Starry-eyed investors take to the Web, but the scammers have beaten them there—and neither is eager to give up the dream of getting rich off the Iraqi dinar.
John Jagerson is on a lonely quest to debunk the Iraqi dinar scam, but it's not easy these days.
The investment analyst first posted comprehensive stories on his site in 2009— which have since replayed at MoneyShow.com and elsewhere—that clearly explain why the Iraqi currency is not likely to dramatically increase in value once the country stabilizes.
In fact, he points out, recent history suggests the dinar could lose value against the dollar. Look at Venezuela, Turkey, and Mexico, whose currencies weakened when the economy strengthened, or the Kuwaiti dinar, which did not strengthen in the early ‘90’s as sellers now suggest, and later even plummeted.
Jagerson is a bona fide expert, and he’s done his homework. His argument seems incontrovertible, if only for the reason that any opportunity that promises a high return at low risk should be suspect anyway.
Which is why the reaction he gets from readers is so mystifying. Even at savvy investing sites, the tone of the feedback largely amounts to one of indignation: Angry comments and flaming e-mails from people who have already bought dinars, or who have read enough on the Internet to know that they want to.
“I still can’t explain why I get so many negative e-mails from investors,” Jagerson says. “I think it’s that people don’t like having their dream challenged.”
Jagerson is hardly alone in his frustration. Financial experts and consumer watchdogs say the job of debunking financial myths has become astoundingly difficult in the Web 2.0 era, where search is king, algorithm trumps fact, and a vocal minority can tweet, blog, and comment to millions from the Internet rooftop.

● What to do: Please state the year in which, according to the article on the Iraqi dinar scam, Jagerson first posted his stories on his site. The material after this has no connection to the article.

● Dataset entries:
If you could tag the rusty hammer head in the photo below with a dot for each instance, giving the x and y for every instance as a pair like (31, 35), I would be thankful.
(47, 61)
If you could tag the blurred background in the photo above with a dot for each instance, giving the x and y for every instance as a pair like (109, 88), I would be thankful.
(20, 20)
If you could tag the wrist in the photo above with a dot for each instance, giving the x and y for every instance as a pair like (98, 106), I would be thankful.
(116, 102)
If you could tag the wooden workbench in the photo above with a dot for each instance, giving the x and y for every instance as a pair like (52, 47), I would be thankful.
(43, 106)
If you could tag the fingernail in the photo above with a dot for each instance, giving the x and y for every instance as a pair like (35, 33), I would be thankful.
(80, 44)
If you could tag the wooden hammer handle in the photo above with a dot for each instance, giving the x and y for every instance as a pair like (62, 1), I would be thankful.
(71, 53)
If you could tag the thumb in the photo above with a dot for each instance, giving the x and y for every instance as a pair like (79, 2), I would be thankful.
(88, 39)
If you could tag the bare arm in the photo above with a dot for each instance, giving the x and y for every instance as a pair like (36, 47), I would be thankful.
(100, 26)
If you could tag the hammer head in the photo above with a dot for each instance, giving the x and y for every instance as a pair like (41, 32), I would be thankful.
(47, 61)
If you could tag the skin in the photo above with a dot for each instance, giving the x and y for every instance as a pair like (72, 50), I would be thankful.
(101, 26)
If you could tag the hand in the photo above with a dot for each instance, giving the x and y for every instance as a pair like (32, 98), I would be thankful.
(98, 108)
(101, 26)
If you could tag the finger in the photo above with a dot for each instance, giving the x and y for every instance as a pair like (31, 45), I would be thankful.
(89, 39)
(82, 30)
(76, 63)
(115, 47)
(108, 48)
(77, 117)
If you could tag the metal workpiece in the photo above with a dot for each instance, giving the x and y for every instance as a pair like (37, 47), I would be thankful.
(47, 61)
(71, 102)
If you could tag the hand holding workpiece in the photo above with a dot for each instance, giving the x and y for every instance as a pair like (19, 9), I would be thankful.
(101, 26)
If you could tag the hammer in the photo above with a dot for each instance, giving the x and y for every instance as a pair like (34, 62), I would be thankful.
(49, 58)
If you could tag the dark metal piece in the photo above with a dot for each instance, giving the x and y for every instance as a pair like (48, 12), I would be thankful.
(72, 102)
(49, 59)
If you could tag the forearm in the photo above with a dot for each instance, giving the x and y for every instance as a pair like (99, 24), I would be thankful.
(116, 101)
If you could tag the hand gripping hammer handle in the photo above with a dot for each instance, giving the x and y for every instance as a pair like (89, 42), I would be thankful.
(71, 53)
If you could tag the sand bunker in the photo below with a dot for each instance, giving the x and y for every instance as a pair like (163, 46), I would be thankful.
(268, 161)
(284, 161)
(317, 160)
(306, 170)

● Task solution: 2009